What you will do ▸ Copy the material below word for word, starting at the line that contains "Task: for the roadway count, mark the hill summit" and continuing through the last line. Leave out the pictures.

Material for the task ▸
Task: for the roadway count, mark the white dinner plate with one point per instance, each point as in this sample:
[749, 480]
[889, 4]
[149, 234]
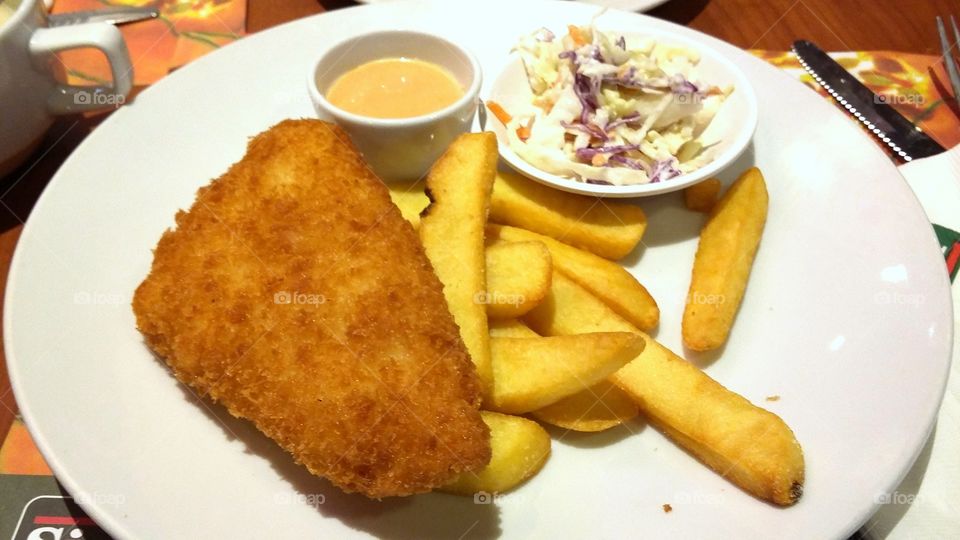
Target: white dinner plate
[847, 319]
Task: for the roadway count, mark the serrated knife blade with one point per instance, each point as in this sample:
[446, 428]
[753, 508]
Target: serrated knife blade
[906, 139]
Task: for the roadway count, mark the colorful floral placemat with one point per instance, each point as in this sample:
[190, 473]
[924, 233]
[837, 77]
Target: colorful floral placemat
[31, 500]
[184, 31]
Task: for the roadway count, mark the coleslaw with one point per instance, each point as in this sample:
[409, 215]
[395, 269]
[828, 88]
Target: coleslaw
[611, 109]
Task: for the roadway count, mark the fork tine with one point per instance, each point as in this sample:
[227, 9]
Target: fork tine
[948, 58]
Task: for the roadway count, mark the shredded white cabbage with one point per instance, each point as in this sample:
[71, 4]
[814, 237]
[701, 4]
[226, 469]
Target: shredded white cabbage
[611, 109]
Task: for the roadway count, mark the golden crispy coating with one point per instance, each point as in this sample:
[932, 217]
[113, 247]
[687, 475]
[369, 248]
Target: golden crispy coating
[294, 293]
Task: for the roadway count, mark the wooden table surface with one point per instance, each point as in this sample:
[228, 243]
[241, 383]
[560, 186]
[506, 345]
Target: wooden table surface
[761, 24]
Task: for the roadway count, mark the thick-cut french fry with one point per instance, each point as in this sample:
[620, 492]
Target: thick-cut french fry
[530, 373]
[728, 244]
[410, 199]
[702, 197]
[518, 277]
[520, 448]
[750, 446]
[606, 228]
[452, 232]
[601, 407]
[510, 328]
[607, 280]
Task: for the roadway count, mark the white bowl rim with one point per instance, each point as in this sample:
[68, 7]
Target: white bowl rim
[734, 150]
[470, 94]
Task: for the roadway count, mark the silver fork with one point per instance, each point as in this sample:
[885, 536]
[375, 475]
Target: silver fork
[948, 59]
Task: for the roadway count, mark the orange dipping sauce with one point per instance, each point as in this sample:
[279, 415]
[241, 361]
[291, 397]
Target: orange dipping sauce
[395, 88]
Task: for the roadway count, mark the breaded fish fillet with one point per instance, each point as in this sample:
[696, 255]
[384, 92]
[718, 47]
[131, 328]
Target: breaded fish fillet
[295, 294]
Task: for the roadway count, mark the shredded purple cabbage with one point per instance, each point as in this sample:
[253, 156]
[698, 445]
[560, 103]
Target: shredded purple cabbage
[589, 129]
[631, 163]
[663, 170]
[589, 152]
[631, 118]
[586, 89]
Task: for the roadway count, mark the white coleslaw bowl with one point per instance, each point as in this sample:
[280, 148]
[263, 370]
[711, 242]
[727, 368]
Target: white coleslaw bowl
[733, 126]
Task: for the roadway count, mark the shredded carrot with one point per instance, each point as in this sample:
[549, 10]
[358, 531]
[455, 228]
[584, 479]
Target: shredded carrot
[499, 112]
[576, 34]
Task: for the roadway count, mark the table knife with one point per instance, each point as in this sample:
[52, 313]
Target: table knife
[118, 15]
[906, 140]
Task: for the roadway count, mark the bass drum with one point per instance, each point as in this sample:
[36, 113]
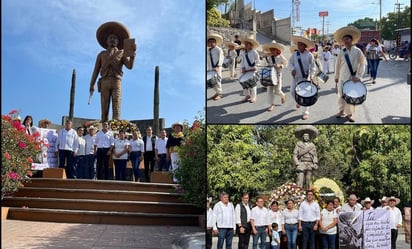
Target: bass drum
[306, 93]
[354, 93]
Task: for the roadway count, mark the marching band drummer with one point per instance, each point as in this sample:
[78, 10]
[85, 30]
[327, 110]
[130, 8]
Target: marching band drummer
[215, 59]
[308, 64]
[278, 61]
[249, 62]
[348, 36]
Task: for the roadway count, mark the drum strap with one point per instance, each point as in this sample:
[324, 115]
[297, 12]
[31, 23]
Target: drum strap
[248, 61]
[304, 75]
[348, 62]
[211, 59]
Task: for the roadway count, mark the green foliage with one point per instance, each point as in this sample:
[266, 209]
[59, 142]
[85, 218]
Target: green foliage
[214, 18]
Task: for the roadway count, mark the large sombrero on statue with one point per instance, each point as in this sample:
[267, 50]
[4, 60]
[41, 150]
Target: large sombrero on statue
[215, 36]
[266, 47]
[250, 39]
[311, 130]
[348, 30]
[115, 28]
[307, 42]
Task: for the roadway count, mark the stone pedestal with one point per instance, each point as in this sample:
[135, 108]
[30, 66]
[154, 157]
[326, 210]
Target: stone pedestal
[54, 173]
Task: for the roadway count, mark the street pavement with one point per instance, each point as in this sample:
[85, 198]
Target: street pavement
[387, 101]
[16, 234]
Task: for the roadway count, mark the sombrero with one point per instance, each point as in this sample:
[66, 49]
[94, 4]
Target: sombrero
[311, 130]
[250, 39]
[266, 47]
[397, 200]
[227, 44]
[177, 123]
[367, 199]
[215, 36]
[112, 28]
[307, 42]
[43, 122]
[348, 30]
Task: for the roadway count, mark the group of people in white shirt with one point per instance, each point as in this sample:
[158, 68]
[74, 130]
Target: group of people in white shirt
[225, 220]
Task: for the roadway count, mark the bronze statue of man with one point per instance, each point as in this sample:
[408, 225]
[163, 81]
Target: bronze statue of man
[120, 50]
[304, 155]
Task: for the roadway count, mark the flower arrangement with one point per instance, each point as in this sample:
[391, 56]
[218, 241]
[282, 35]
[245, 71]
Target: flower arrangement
[191, 173]
[18, 150]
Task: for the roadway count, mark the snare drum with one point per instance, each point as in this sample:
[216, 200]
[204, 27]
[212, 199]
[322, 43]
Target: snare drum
[212, 78]
[265, 76]
[248, 80]
[354, 93]
[306, 93]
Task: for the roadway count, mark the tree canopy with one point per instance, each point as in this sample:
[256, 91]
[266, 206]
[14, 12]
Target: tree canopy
[370, 161]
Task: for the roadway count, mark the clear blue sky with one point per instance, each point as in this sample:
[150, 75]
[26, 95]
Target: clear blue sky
[43, 41]
[341, 12]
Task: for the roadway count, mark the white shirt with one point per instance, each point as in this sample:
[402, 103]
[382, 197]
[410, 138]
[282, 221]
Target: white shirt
[290, 217]
[104, 140]
[67, 140]
[309, 212]
[136, 145]
[119, 146]
[160, 145]
[259, 216]
[276, 217]
[224, 216]
[237, 213]
[395, 217]
[327, 219]
[90, 141]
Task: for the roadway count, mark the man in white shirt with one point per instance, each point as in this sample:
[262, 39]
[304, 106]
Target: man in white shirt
[260, 223]
[161, 152]
[224, 224]
[242, 214]
[395, 219]
[66, 148]
[348, 36]
[104, 142]
[215, 59]
[308, 220]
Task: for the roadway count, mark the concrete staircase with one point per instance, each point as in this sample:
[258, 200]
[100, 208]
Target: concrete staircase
[101, 202]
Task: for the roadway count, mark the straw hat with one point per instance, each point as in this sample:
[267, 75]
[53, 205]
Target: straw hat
[112, 28]
[266, 47]
[250, 39]
[43, 122]
[177, 124]
[367, 199]
[215, 36]
[311, 130]
[397, 200]
[307, 42]
[348, 30]
[227, 44]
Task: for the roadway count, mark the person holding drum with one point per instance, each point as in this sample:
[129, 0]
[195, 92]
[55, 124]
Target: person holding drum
[277, 62]
[215, 59]
[303, 71]
[350, 66]
[231, 58]
[248, 66]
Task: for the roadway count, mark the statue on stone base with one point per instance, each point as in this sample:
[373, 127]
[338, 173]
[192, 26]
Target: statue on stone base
[120, 50]
[304, 155]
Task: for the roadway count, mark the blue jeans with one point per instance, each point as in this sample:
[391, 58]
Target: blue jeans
[225, 234]
[373, 66]
[292, 235]
[262, 235]
[135, 159]
[328, 241]
[308, 235]
[120, 169]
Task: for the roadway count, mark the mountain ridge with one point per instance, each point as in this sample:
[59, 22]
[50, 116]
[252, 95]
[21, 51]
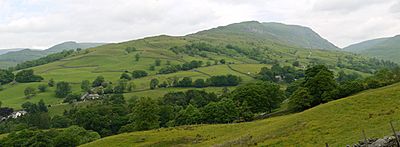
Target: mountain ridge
[383, 48]
[294, 35]
[12, 58]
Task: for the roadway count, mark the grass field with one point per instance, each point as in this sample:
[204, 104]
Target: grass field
[338, 123]
[112, 60]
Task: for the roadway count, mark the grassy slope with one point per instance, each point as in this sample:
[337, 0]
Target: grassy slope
[111, 60]
[338, 123]
[384, 48]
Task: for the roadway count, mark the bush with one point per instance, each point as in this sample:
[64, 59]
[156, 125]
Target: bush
[42, 88]
[63, 89]
[130, 49]
[125, 76]
[27, 76]
[6, 77]
[199, 83]
[139, 74]
[29, 92]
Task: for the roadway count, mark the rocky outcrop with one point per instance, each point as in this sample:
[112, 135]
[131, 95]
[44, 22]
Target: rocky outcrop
[387, 141]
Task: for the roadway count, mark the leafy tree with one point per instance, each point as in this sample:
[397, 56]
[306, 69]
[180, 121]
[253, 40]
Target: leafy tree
[145, 114]
[260, 97]
[158, 62]
[27, 76]
[296, 63]
[42, 88]
[137, 57]
[71, 98]
[300, 100]
[228, 80]
[224, 111]
[130, 49]
[139, 74]
[343, 77]
[320, 82]
[63, 89]
[188, 116]
[185, 82]
[51, 83]
[222, 61]
[6, 76]
[85, 85]
[29, 92]
[131, 86]
[98, 81]
[42, 106]
[121, 86]
[199, 83]
[152, 68]
[125, 76]
[153, 83]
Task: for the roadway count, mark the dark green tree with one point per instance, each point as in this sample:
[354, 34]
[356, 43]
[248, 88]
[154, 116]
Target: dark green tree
[125, 76]
[42, 87]
[199, 83]
[29, 92]
[153, 83]
[158, 62]
[51, 83]
[63, 89]
[300, 100]
[85, 85]
[224, 111]
[137, 57]
[98, 81]
[260, 97]
[6, 77]
[27, 76]
[145, 114]
[139, 74]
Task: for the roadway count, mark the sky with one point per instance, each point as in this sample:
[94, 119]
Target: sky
[43, 23]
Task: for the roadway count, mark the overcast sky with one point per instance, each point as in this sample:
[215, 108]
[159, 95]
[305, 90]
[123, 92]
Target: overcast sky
[43, 23]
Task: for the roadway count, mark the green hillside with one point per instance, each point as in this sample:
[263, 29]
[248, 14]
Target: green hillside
[338, 123]
[293, 35]
[244, 54]
[383, 48]
[13, 58]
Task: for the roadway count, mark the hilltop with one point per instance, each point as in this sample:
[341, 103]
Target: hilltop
[338, 123]
[12, 58]
[244, 54]
[383, 48]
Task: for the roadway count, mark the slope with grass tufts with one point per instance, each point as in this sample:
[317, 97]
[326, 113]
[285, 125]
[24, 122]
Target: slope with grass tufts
[338, 123]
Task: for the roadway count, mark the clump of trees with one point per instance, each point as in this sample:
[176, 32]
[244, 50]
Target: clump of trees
[216, 81]
[63, 89]
[277, 74]
[139, 74]
[27, 76]
[320, 86]
[6, 77]
[186, 66]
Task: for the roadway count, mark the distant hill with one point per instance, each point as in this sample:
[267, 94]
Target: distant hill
[4, 51]
[14, 57]
[383, 48]
[335, 123]
[292, 35]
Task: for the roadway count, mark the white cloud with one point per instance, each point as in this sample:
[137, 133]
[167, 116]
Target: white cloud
[27, 23]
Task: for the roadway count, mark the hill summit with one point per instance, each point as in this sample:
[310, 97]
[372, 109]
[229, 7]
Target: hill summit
[292, 35]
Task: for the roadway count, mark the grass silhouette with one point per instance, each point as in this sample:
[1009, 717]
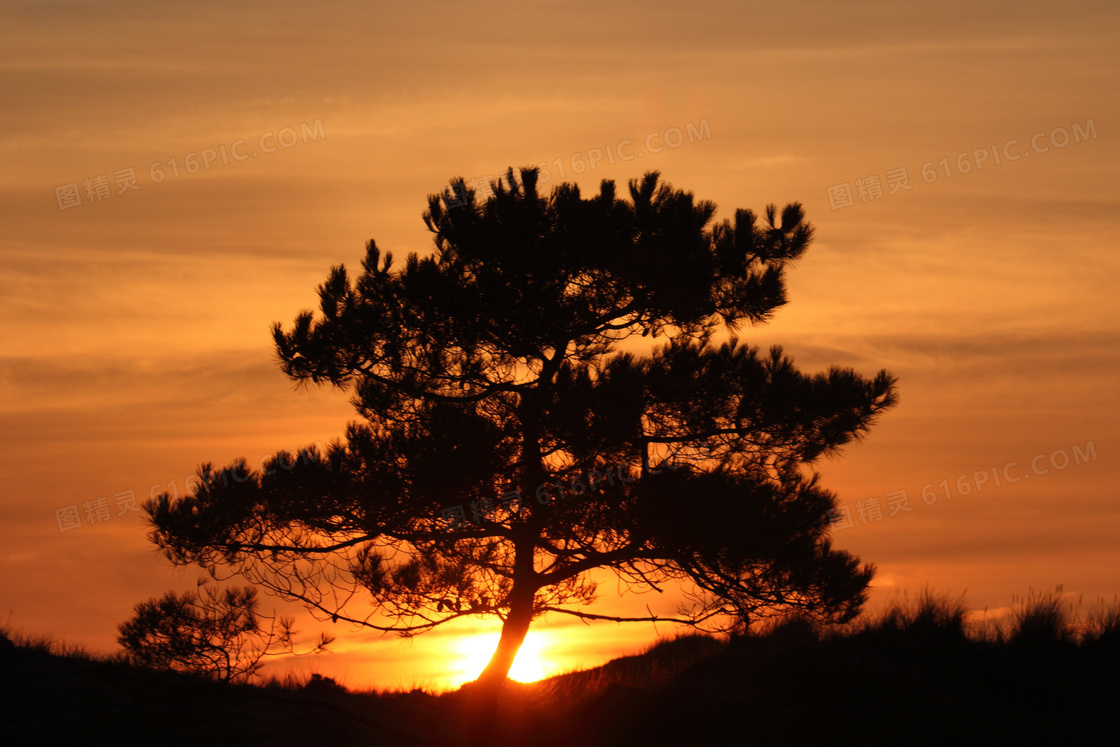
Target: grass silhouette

Reply to the exercise ▸
Task: for the roadway count, mark the hill summit with one point per instance, each point as in this sample:
[310, 97]
[372, 109]
[229, 7]
Target: hill summit
[292, 35]
Task: for the roadway count, mark the grass silhouette with one point per instance, each point as in this sample:
[1009, 717]
Target: grass silhouette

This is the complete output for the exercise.